[Excerpts from pointing data]
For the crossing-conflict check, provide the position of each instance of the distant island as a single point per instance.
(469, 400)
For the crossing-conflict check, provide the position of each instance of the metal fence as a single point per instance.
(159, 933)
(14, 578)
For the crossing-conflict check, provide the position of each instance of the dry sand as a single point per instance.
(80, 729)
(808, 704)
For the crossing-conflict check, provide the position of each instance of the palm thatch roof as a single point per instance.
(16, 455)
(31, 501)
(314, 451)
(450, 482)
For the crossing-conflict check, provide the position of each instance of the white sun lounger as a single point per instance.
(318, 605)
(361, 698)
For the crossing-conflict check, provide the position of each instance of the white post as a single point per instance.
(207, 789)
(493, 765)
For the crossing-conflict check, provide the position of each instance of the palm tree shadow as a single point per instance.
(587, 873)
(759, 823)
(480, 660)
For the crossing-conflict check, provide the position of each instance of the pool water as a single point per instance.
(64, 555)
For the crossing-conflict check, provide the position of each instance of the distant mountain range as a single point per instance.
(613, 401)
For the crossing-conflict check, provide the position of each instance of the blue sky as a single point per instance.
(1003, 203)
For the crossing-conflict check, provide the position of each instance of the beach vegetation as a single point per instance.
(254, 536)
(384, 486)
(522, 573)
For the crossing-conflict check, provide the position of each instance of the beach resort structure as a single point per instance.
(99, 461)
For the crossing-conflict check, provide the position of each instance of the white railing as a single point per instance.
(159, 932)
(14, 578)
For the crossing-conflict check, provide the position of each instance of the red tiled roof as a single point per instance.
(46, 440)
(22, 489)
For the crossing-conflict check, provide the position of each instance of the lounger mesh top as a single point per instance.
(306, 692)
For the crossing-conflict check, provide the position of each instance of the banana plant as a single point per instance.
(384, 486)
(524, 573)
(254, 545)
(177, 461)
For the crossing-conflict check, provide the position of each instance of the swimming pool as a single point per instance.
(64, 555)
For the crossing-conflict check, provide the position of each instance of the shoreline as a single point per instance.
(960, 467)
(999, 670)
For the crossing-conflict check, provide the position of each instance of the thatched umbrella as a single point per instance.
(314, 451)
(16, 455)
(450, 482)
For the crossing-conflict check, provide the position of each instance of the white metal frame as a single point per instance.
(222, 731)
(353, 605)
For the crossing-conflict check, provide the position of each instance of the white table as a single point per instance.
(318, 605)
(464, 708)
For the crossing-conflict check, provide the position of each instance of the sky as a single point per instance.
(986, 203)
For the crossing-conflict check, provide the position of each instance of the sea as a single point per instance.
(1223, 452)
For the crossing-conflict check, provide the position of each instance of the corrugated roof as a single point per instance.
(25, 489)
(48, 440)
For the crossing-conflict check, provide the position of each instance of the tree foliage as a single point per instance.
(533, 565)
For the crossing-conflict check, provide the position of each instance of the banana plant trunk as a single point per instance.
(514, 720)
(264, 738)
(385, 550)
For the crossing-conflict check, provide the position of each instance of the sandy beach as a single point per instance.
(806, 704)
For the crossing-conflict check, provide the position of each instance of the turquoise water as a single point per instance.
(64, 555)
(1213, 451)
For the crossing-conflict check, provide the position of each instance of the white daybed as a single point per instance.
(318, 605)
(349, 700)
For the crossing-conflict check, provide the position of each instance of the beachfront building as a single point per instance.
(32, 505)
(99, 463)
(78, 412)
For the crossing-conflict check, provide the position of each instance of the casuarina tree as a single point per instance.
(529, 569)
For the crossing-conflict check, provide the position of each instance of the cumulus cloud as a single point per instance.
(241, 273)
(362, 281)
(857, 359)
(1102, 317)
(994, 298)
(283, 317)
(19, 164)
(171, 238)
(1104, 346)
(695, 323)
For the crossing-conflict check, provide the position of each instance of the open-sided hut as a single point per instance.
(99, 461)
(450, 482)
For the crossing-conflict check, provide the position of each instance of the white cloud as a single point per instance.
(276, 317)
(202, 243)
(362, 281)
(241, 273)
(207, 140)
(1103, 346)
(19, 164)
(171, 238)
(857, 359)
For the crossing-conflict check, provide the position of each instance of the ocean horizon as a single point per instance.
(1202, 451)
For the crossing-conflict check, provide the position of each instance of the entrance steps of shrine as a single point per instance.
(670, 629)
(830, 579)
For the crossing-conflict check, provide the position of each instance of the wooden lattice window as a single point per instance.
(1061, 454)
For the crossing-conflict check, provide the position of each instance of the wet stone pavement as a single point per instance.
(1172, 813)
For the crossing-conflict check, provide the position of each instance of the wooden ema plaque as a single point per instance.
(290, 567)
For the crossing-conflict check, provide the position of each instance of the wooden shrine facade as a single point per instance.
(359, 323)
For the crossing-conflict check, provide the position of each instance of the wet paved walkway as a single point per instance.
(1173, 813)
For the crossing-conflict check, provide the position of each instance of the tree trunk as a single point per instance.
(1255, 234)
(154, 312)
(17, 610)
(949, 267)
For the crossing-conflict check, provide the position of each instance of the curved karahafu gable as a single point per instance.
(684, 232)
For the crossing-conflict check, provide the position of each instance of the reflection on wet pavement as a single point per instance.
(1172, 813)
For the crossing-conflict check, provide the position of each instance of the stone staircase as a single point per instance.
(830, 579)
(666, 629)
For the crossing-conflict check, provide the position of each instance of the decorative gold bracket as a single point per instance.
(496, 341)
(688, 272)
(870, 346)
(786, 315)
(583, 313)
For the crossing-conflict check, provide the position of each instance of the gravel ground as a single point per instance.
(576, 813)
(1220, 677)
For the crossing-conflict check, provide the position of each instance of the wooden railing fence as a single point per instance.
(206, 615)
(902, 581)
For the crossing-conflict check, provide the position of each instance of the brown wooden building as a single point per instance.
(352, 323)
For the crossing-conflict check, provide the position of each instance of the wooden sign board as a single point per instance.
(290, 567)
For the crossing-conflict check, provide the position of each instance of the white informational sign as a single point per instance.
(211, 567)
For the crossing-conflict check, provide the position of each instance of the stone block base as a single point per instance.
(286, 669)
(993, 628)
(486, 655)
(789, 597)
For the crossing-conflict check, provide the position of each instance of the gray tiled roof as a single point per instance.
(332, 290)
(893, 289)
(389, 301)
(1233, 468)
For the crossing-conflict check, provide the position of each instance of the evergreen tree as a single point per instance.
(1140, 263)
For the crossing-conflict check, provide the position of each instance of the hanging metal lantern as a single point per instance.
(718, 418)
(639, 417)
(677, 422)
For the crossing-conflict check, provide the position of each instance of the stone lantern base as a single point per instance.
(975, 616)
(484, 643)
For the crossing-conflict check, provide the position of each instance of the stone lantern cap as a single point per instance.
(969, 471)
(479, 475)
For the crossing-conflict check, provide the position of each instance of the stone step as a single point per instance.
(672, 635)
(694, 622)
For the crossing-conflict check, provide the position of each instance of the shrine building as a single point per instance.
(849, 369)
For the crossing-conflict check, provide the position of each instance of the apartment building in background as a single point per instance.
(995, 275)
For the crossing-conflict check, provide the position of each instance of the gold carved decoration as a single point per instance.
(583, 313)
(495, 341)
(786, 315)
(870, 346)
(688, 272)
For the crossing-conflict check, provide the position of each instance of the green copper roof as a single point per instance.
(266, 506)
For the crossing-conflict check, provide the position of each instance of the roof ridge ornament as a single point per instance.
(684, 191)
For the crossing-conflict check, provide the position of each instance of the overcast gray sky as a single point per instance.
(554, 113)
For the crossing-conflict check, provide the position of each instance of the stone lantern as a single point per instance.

*Task details*
Please quote all of the material above word for word, line by line.

*Full output*
For the crossing-conflict check, provide the position of each instance of the distant island as a single point per instance.
(469, 400)
For the crossing-conflict check, provide the position of each instance of the metal fence as a single point per instance.
(159, 933)
(14, 578)
For the crossing-conflict check, provide the position of each instance of the dry sand as a single point per instance.
(80, 729)
(808, 704)
For the crossing-conflict check, provide the position of each instance of the palm thatch roof as a single point per instance.
(16, 455)
(31, 501)
(314, 451)
(450, 482)
For the crossing-conflict check, provide the position of each instance of the white sun lounger as a single point per instance.
(318, 605)
(361, 698)
For the crossing-conflict check, provide the position of each instance of the white post as a single point per instance.
(207, 789)
(493, 765)
For the crossing-conflict check, provide the position of each instance of the palm tree shadow as a single point per instance.
(587, 873)
(759, 823)
(480, 660)
For the crossing-conflict check, provide the position of each instance of the pool water as a single point per instance.
(64, 555)
For the crossing-conflict check, provide the position of each instance of the distant mountain range as a single point per instance.
(613, 401)
For the crossing-conflict check, provide the position of each instance of the blue sky as a single point per instance.
(1003, 203)
For the crossing-conflict check, provide the position of each instance of the beach vegetation as a single point per instance.
(254, 536)
(384, 486)
(522, 573)
For the crossing-conflict check, provide the position of each instance of the beach resort structure as a single point per instance.
(99, 461)
For the crossing-conflict check, provide the position of each instance of the white railing as a single point per instance.
(159, 932)
(14, 578)
For the crossing-conflict check, provide the position of each instance of the red tiled roof as a single point per instance.
(46, 440)
(22, 489)
For the crossing-conflict check, provide the position of each instance of the lounger mesh top as a single point per instance.
(306, 692)
For the crossing-conflict check, provide the position of each instance of the banana plant as a single point per instance.
(384, 486)
(524, 573)
(254, 545)
(177, 461)
For the crossing-conflict check, provide the position of each instance of the swimming pool as a single point per instance.
(64, 555)
For the crossing-conflict check, provide the position of each instance of the shoreline as a single point per instance.
(960, 467)
(999, 670)
For the crossing-conflict check, provide the position of each instance of the thatched umbrella as a single point per instance.
(314, 451)
(16, 455)
(450, 482)
For the crossing-conflict check, provide the position of each instance of the white metal frame as a single point per instance.
(222, 731)
(353, 605)
For the crossing-conflict check, provide the position of each instance of the white table as a single point per instance.
(318, 605)
(464, 708)
For the crossing-conflict check, provide the position of each instance of the sky as a single point per instance.
(986, 203)
For the crossing-conflict check, provide the position of each instance of the sea as a single point per instance.
(1223, 452)
For the crossing-conflict check, provide the position of each instance of the corrugated roof as a single point per instance.
(25, 489)
(48, 440)
For the crossing-conflict check, provide the position of each instance of the tree foliage as a single point per instance.
(533, 565)
For the crossing-conflict check, provide the position of each instance of the banana plant trunk as a single point per instance.
(514, 720)
(264, 738)
(385, 550)
For the crossing-conflict check, provide the position of each instance of the sandy beach as a single point per instance.
(806, 704)
For the crossing-conflict check, provide the position of each instance of the turquoise water as a single point per instance.
(64, 555)
(1213, 451)
For the crossing-conflict check, provide the position of each instance of the white daybed as a single point per instance.
(318, 605)
(349, 700)
For the crossing-conflict check, provide the position of each instance of the beachfront building as a single point per instance.
(32, 505)
(99, 463)
(78, 412)
For the crossing-conflict check, provide the position of each instance of the casuarina tree as a single point per instance.
(529, 569)
For the crossing-conflict check, provide the position of each instance of the cumulus cloud as a single point per instance.
(241, 273)
(362, 281)
(857, 359)
(1102, 317)
(994, 298)
(283, 317)
(19, 164)
(171, 238)
(1104, 346)
(695, 323)
For the crossing-conflict check, provide the position of each instance of the open-sided hut as a single point per instance.
(99, 461)
(450, 482)
For the crossing-conflict check, provide the position of each instance of the white cloud as a single point per instance.
(276, 317)
(202, 243)
(362, 281)
(241, 273)
(207, 140)
(1103, 346)
(19, 164)
(171, 238)
(857, 359)
For the crossing-conflict check, provide the position of each instance of the ocean horizon as a single point per instance.
(1202, 451)
For the crossing-conflict check, provide the position of each instance of the entrance steps of shrine as a single point per instance.
(670, 629)
(830, 579)
For the crossing-conflict check, provide the position of each instance of the wooden lattice window as a single point per instance.
(1061, 454)
For the crossing-conflict check, provide the position of each instance of the wet stone pavement as a single point per instance.
(1172, 813)
For the crossing-conflict check, provide the position of each instance of the wooden ema plaque as a single point per instance.
(290, 567)
For the crossing-conflict check, provide the position of each instance of the wooden shrine facade as a single point per instance.
(359, 323)
For the crossing-conflict check, provide the position of each instance of the wet paved walkway as a single point per instance.
(1173, 813)
For the crossing-conflict check, provide the position of each instance of the tree trunk as a single point per instance.
(1255, 234)
(154, 312)
(17, 610)
(949, 267)
For the crossing-conflict check, provide the position of each instance of the curved karahafu gable as a single point per instance.
(684, 232)
For the crossing-conflict check, provide the position of each instance of the reflection on wet pavement as a single point per instance.
(1172, 813)
For the crossing-conflict check, provide the position of each instance of the stone staircase as a single point per instance.
(830, 579)
(666, 629)
For the crossing-conflict check, provide the position of each instance of the decorative gold bracket as a single point per instance.
(496, 341)
(688, 272)
(870, 346)
(786, 315)
(583, 313)
For the crossing-conflict check, provide the position of each instance of the gravel ground as a single point per instance.
(576, 813)
(1220, 677)
For the crossing-conflict check, provide the position of each instance of the wooden railing fence as a single point per instance.
(206, 615)
(902, 581)
For the crossing-conflict check, provide the position of each instance of the brown wooden building as a single point per instance.
(352, 323)
For the crossing-conflict check, provide the position of each instance of the wooden sign board as a single point per instance.
(290, 567)
For the crossing-conflict check, provide the position of each instance of the white informational sign as a single point per instance.
(211, 567)
For the crossing-conflict check, provide the position of each instance of the stone block base as a single point per instance.
(286, 669)
(993, 628)
(486, 655)
(789, 597)
For the crossing-conflict check, provide the position of each instance of the gray tiled roof as a single point per instance.
(332, 290)
(893, 289)
(389, 301)
(1233, 468)
For the crossing-conflict check, provide the position of each instance of the evergreen tree as a single point per instance.
(1140, 263)
For the crossing-conflict check, provide the position of each instance of the hanging metal lantern as a single point per instance.
(718, 418)
(639, 417)
(677, 422)
For the crossing-conflict check, provide the position of each instance of the stone lantern base as a single point per instance.
(975, 616)
(484, 643)
For the crossing-conflict check, provide the position of each instance of the stone lantern cap as a single point per instance.
(969, 471)
(479, 475)
For the crossing-conflict check, provide the position of each instance of the stone step as a single point per instance.
(672, 635)
(694, 622)
For the crossing-conflict check, provide the position of each instance of the shrine building as a single point per instance.
(849, 369)
For the crossing-conflict check, provide the position of each instance of the apartment building in background as a single point per instance.
(995, 275)
For the crossing-conflict check, provide the position of each instance of the gold carved decoration as a single point per instance.
(583, 313)
(495, 341)
(786, 315)
(870, 346)
(688, 272)
For the crossing-conflict check, provide the position of each instance of the green copper roof as a single point per instance.
(266, 506)
For the crossing-conflict check, provide the position of each instance of the roof ridge ornament as a single point per instance.
(684, 191)
For the crossing-conflict check, provide the position of each instance of the overcast gray sky as a single point per instance.
(554, 113)
For the crossing-conflict check, provide the position of each instance of the stone lantern as a single point per instance.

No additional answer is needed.